- _Work to complete_: Records follow. Select each line holding "white".

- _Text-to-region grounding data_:
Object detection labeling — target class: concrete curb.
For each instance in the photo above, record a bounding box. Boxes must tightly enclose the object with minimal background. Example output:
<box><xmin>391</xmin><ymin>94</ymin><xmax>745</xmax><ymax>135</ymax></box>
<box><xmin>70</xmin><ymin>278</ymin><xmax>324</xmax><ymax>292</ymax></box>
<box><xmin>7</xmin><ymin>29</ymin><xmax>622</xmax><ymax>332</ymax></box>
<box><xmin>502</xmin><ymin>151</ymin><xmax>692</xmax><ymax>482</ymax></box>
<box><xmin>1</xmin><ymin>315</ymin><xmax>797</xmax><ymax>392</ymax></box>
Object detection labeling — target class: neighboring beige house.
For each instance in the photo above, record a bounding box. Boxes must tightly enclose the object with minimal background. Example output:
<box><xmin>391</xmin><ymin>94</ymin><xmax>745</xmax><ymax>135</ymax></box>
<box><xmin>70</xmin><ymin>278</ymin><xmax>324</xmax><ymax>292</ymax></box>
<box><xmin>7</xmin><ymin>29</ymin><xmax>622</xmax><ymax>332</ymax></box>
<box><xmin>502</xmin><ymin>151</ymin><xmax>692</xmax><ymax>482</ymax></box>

==

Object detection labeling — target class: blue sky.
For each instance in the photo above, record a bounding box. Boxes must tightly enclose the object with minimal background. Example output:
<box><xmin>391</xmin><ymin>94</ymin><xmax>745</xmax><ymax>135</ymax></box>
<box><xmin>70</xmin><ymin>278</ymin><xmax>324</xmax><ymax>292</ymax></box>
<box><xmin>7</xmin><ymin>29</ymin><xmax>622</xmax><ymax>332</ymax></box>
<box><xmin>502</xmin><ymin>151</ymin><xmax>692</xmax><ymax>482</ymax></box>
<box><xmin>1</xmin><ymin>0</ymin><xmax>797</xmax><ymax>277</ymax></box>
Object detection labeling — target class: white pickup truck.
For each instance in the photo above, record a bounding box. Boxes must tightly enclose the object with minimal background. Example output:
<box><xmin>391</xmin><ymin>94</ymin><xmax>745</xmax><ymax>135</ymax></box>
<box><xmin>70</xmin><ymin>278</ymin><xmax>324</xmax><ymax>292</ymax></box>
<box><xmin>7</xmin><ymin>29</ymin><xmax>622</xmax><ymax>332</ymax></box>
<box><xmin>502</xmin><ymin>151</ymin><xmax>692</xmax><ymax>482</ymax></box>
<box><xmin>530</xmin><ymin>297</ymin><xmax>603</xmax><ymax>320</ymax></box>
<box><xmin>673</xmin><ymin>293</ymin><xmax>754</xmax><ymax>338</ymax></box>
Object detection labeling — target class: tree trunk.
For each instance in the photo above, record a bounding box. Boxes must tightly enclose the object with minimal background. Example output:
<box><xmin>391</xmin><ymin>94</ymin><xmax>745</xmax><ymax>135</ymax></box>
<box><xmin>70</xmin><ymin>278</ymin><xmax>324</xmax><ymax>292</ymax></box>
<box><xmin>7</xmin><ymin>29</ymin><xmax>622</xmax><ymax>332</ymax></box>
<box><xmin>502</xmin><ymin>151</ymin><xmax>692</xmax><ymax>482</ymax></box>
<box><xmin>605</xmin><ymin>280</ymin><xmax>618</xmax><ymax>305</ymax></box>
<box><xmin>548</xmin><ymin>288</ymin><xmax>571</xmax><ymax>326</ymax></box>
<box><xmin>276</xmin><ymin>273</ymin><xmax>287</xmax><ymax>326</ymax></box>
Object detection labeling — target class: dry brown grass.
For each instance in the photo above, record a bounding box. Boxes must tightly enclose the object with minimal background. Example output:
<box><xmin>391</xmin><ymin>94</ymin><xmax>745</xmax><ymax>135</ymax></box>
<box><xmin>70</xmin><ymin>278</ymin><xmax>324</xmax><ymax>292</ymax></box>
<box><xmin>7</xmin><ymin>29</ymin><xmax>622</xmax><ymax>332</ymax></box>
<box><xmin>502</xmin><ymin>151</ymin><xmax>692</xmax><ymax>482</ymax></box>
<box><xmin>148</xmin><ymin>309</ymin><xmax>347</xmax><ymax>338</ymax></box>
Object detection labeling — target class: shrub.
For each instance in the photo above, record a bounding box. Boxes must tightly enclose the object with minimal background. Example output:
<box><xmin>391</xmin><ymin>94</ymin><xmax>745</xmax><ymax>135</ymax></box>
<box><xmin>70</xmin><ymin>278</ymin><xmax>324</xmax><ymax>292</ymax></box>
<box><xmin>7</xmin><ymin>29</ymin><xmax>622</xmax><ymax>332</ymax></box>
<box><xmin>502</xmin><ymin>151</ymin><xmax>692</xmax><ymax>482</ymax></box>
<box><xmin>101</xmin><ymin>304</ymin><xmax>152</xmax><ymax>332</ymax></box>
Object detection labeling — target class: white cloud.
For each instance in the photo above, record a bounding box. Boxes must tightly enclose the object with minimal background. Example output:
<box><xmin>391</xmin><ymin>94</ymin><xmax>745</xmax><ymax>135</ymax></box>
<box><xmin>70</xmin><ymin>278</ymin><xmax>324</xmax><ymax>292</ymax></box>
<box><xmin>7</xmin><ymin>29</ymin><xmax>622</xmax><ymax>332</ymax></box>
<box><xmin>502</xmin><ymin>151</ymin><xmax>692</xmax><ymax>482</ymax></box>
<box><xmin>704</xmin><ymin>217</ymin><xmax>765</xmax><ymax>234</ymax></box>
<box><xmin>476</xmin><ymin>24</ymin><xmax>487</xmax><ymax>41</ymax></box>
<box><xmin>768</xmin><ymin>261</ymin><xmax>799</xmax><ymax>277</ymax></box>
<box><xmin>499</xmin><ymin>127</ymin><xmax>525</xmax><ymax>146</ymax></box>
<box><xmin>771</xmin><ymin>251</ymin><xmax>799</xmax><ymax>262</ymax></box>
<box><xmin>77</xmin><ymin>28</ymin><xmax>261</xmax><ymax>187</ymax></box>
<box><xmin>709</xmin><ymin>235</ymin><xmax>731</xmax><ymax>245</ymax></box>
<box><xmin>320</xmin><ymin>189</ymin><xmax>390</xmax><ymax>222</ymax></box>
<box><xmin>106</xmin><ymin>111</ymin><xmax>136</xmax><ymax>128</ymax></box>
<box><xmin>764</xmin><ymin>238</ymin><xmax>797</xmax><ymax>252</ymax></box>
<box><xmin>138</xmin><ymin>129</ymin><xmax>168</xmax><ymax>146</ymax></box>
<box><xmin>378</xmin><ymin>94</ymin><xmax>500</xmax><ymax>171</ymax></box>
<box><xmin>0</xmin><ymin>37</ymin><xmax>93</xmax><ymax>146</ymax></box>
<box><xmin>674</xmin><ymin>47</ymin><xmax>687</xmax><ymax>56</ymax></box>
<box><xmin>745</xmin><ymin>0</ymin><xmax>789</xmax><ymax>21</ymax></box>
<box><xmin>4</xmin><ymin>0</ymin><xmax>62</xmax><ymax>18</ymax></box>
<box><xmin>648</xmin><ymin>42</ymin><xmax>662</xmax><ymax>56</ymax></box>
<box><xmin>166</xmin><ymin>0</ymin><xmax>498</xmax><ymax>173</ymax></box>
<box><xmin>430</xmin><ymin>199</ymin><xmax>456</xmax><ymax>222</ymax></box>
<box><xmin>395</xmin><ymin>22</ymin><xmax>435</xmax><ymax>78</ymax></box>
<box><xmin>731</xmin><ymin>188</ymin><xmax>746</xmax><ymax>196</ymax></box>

---

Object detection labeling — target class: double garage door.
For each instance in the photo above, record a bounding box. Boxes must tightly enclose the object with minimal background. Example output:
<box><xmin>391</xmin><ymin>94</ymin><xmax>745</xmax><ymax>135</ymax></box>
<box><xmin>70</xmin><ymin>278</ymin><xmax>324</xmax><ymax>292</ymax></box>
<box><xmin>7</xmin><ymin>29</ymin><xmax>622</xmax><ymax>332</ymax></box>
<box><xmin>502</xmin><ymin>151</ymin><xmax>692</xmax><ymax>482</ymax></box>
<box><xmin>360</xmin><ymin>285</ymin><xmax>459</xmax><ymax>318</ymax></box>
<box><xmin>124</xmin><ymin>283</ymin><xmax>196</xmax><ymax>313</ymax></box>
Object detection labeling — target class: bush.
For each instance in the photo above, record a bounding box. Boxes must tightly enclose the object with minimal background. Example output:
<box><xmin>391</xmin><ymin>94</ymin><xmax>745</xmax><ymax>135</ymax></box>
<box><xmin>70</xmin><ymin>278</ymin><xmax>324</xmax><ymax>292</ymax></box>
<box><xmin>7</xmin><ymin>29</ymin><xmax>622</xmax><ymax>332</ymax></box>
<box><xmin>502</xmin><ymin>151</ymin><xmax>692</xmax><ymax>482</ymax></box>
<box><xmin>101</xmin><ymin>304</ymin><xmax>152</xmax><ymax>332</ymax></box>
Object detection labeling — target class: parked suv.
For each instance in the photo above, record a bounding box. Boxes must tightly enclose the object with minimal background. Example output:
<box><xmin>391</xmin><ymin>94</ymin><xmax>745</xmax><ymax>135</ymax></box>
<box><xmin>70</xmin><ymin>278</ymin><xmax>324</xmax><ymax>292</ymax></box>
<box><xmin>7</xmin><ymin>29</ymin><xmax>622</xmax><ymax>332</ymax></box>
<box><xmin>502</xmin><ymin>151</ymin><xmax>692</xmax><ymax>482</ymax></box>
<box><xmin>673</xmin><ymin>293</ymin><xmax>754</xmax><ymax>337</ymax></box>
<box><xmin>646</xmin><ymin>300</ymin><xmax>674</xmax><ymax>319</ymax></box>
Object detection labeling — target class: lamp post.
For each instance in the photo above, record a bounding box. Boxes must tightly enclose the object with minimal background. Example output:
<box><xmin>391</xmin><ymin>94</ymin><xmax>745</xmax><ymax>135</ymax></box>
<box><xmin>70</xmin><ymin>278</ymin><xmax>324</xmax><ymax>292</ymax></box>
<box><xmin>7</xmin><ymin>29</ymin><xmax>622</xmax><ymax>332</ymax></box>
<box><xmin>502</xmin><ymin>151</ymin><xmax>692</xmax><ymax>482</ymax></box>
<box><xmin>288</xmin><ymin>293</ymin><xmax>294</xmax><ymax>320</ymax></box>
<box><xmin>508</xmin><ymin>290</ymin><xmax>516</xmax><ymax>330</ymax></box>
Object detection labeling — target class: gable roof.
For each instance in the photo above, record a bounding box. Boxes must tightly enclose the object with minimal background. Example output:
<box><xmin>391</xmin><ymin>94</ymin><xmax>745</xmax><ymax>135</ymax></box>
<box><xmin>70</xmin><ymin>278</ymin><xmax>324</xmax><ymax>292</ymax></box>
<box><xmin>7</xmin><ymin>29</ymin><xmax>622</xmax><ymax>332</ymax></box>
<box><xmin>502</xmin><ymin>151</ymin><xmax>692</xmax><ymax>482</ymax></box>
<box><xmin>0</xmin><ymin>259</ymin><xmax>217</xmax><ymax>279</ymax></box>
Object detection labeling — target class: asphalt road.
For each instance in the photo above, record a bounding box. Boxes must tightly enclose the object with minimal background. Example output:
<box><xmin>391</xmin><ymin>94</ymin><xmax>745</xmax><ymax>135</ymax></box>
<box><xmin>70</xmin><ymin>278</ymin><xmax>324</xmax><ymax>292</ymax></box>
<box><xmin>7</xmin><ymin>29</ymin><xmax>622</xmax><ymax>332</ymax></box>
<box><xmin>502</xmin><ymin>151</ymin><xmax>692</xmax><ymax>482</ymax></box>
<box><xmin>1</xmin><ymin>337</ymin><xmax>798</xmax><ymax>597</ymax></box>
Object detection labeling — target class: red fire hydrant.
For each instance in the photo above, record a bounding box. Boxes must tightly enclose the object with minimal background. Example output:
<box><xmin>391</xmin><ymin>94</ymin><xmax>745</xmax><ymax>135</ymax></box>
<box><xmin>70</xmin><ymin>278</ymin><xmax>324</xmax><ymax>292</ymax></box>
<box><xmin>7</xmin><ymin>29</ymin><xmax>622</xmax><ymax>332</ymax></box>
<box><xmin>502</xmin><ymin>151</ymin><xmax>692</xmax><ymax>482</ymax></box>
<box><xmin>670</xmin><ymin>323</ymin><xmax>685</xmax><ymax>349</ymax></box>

- _Answer to the problem_:
Object detection labeling — target class: white pickup truck.
Object detection labeling — target class: white cloud.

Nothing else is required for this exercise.